What is expected: Transcribe the lines below verbatim, skipping the images.

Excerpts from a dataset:
* * * *

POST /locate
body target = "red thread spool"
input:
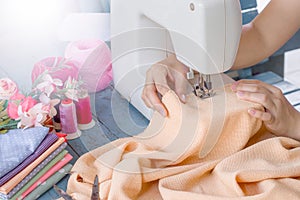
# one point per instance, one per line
(68, 120)
(84, 114)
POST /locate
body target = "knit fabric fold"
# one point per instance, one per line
(205, 149)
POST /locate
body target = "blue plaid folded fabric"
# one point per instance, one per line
(17, 144)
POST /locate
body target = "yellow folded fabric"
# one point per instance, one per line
(205, 149)
(8, 186)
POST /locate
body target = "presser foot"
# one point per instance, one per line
(202, 85)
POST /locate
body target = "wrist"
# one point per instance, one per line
(294, 127)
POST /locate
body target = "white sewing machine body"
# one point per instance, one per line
(204, 35)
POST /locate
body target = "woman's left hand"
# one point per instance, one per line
(279, 116)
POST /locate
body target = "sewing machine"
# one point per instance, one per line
(203, 34)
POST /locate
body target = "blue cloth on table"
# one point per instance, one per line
(45, 144)
(18, 144)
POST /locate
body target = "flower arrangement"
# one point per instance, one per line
(37, 108)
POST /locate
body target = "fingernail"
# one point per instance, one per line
(240, 94)
(183, 98)
(252, 112)
(159, 109)
(234, 86)
(162, 112)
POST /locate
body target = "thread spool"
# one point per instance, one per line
(68, 120)
(84, 114)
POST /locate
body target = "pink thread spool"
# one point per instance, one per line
(68, 120)
(84, 114)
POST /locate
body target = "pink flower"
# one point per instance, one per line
(49, 105)
(19, 104)
(49, 85)
(7, 88)
(13, 104)
(34, 117)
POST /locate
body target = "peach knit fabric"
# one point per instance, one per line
(205, 149)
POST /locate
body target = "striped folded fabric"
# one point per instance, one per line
(46, 185)
(51, 160)
(46, 143)
(17, 145)
(15, 180)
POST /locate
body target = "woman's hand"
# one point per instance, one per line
(160, 78)
(280, 117)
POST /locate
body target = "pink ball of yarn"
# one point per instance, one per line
(51, 64)
(94, 58)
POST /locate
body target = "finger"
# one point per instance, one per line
(255, 85)
(261, 98)
(145, 98)
(151, 98)
(181, 88)
(264, 116)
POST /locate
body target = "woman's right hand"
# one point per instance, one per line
(162, 77)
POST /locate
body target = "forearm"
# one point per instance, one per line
(273, 27)
(251, 48)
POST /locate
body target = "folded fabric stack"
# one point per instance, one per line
(31, 162)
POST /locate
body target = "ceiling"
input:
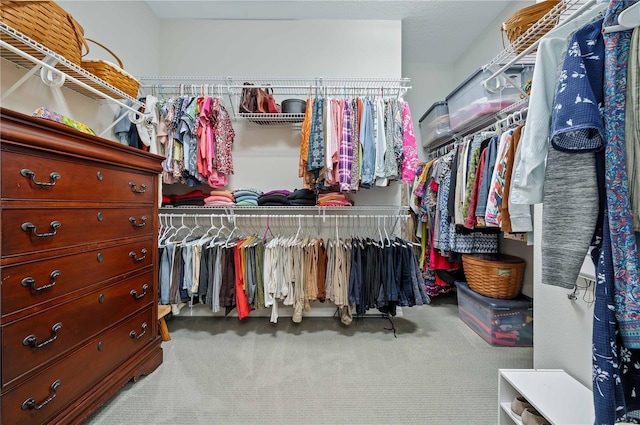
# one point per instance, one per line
(432, 30)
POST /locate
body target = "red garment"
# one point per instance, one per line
(242, 303)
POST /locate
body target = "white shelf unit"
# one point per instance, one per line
(522, 50)
(556, 395)
(230, 90)
(517, 54)
(27, 53)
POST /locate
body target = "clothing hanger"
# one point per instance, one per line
(628, 19)
(193, 229)
(168, 230)
(183, 226)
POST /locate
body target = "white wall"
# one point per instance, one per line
(430, 83)
(487, 45)
(267, 157)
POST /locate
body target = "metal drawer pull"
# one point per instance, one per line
(134, 335)
(29, 281)
(32, 227)
(25, 172)
(135, 295)
(31, 403)
(132, 220)
(32, 340)
(133, 186)
(138, 259)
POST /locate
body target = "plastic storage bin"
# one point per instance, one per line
(502, 323)
(434, 124)
(471, 101)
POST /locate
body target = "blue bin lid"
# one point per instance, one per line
(520, 302)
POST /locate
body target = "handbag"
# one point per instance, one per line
(265, 102)
(248, 100)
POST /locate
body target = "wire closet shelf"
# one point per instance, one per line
(230, 90)
(55, 69)
(523, 49)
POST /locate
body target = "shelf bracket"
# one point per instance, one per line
(50, 60)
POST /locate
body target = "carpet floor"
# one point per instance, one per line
(225, 371)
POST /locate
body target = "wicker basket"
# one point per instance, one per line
(111, 74)
(46, 23)
(524, 18)
(494, 276)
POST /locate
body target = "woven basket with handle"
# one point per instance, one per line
(494, 276)
(524, 18)
(46, 23)
(111, 74)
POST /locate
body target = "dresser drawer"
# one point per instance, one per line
(74, 374)
(29, 284)
(41, 176)
(29, 230)
(60, 328)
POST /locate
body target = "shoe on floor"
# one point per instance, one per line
(530, 416)
(519, 404)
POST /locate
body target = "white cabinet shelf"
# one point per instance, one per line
(230, 89)
(560, 398)
(27, 53)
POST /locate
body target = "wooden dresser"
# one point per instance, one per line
(79, 256)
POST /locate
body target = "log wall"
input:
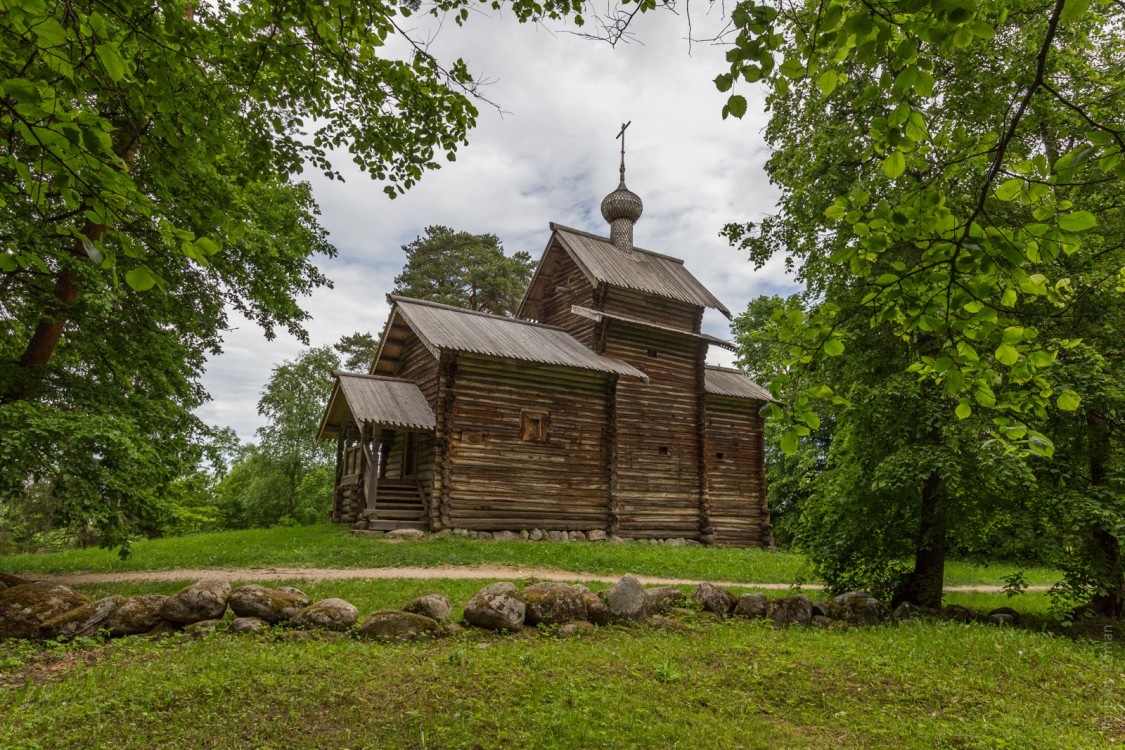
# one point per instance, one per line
(736, 472)
(650, 308)
(565, 286)
(657, 475)
(500, 480)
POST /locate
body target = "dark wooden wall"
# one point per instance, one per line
(736, 481)
(656, 495)
(416, 363)
(565, 286)
(497, 479)
(653, 309)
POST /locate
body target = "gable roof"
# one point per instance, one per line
(375, 399)
(453, 328)
(640, 270)
(726, 381)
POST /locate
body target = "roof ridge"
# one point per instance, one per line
(342, 373)
(556, 227)
(451, 308)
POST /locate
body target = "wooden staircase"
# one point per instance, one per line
(397, 505)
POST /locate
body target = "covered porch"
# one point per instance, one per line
(384, 431)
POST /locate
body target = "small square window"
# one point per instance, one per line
(534, 426)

* * * *

Response to the task:
POST /locate
body target = "red thread spool"
input:
# one point per instance, one per line
(68, 120)
(84, 114)
POST /locate
body target = "knit fabric fold"
# one point per instance, one per line
(205, 149)
POST /locate
body target = "blue plaid folded fabric"
# one point per instance, one per line
(17, 144)
POST /locate
body target = "yellow folded fabric"
# one point per instance, one per line
(205, 149)
(8, 186)
POST /locate
body target = "presser foot"
# one point per instance, one per line
(202, 85)
POST /locate
body target = "wrist"
# one point per instance, one per line
(294, 127)
POST /locate
body target = "white sewing machine body"
# one point per instance, one per line
(204, 35)
POST /locate
body target = "woman's left hand"
# one point per instance, one per line
(279, 116)
POST /locate
body target = "sewing machine"
# one point per instance, one per line
(203, 34)
POST /locate
body target = "blue cloth on table"
# one point per instance, one per line
(45, 144)
(18, 144)
POST /locate
body target = "flower arrangement"
# one point per instance, one per line
(37, 108)
POST /locate
body target = "fingernail"
# one point per instance, one per line
(240, 94)
(183, 98)
(252, 112)
(159, 109)
(234, 86)
(162, 112)
POST /locate
body target = "thread spool"
# one point per instance, one per line
(68, 120)
(84, 114)
POST /locate
body target = "pink thread spool"
# one point per instance, one per line
(68, 120)
(84, 114)
POST /locate
body target = "pink flower"
# one point per instance, one per line
(49, 105)
(19, 104)
(49, 85)
(7, 88)
(13, 104)
(34, 117)
POST /locate
body target = "peach knit fabric"
# one point per instance, one per line
(205, 149)
POST /locate
body target = "striped folded fabric"
# one point per instance, one per line
(46, 185)
(51, 160)
(46, 143)
(17, 145)
(15, 180)
POST /locate
body target = "woman's hand"
# one point per instance, one per line
(160, 78)
(280, 117)
POST /locate
body target = "pink ball of yarn"
# one point per instance, one per line
(51, 64)
(94, 58)
POST /locate
body target = "finger"
# one point per instance, one per line
(255, 85)
(261, 98)
(145, 98)
(151, 98)
(181, 88)
(264, 116)
POST /locate
body target = "woman's right hand"
# one point per instance, one per line
(162, 77)
POST /locate
body target = "forearm"
# one point per instance, one per line
(273, 27)
(251, 48)
POST /locate
body target = "folded fabric stack"
# one point per instance, one per line
(31, 162)
POST /locate
body target = "ceiling"
input:
# one point per instance, one per line
(432, 30)
POST /locate
body target = "red garment"
# one point per instance, one per line
(242, 303)
POST /locate
body target = "white shelf unit"
# one point per instance, one per line
(522, 50)
(556, 395)
(230, 90)
(517, 54)
(27, 53)
POST /locate
body target = "clothing hanger"
# one point per instance, one per line
(628, 19)
(193, 229)
(168, 230)
(183, 226)
POST /locate
body target = "white wall"
# one point per instance, one per line
(430, 83)
(487, 45)
(267, 157)
POST /locate
body target = "metal drawer pull"
# one point per instance, one per line
(134, 335)
(29, 281)
(32, 227)
(25, 172)
(135, 295)
(31, 403)
(132, 220)
(32, 340)
(133, 186)
(138, 259)
POST /locate
body target = "plastic storage bin"
# one point per instance, one per line
(502, 323)
(434, 124)
(471, 101)
POST /locate
body target = "blue bin lid"
# one point per instance, one per line
(520, 302)
POST /locate
body target = "handbag"
# one point per instance, one per line
(265, 102)
(248, 100)
POST /locate
body target = "wire closet shelf"
# one point per instance, one per line
(230, 90)
(55, 69)
(523, 49)
POST /locate
body target = "shelf bracket"
# one point per instance, one per line
(50, 60)
POST /locate
body target = "carpet floor"
# one point per instance, one per line
(225, 371)
POST /locate
body target = "wicker basket"
# one point per instance, one per line
(111, 74)
(46, 23)
(524, 18)
(494, 276)
POST /locate
body target = "woven basket with handle"
# one point per instance, one per line
(494, 276)
(524, 18)
(46, 23)
(111, 74)
POST /locate
body target = "dresser drawer"
# one point per instance, one per line
(74, 374)
(29, 284)
(41, 176)
(29, 230)
(60, 328)
POST /locate
body target = "shoe on floor"
# one point per instance, one per line
(530, 416)
(519, 404)
POST /locate
body target = "white cabinet shelf"
# one point per instance, one per line
(230, 89)
(560, 398)
(27, 53)
POST /locate
body target = "wooden dresser"
# one point per instance, one per line
(79, 256)
POST /locate
body target = "log wall"
input:
# one point per instance, one per line
(736, 472)
(650, 308)
(565, 286)
(657, 475)
(500, 480)
POST /locate
body target = "dark wooden wall"
# one point per instance, one per line
(736, 481)
(656, 495)
(416, 363)
(565, 286)
(497, 479)
(653, 309)
POST /locate
body target = "gable roof"
# one point per instance, one per line
(375, 399)
(453, 328)
(640, 270)
(726, 381)
POST /locate
body target = "roof ridge"
# one point per instance, one per line
(342, 373)
(556, 227)
(451, 308)
POST /locate
body target = "wooden staircase"
# one point per instance, one per line
(397, 505)
POST /locate
body target = "covered porch"
# one point per instance, one per line
(384, 431)
POST /locate
body target = "small square window"
# one point per instance, one per line
(534, 426)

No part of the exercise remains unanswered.